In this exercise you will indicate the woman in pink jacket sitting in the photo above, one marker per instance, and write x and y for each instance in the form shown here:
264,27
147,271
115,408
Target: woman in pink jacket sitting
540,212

_What is expected_. Reproduce every line of the data above, unchanged and in the same order.

_Response below_.
In this exercise you will indicate the woman in pink jacket sitting in the photo above, one marker per instance, and write x and y for each instance in the form shown here:
264,27
147,271
115,408
Target: woman in pink jacket sitting
540,212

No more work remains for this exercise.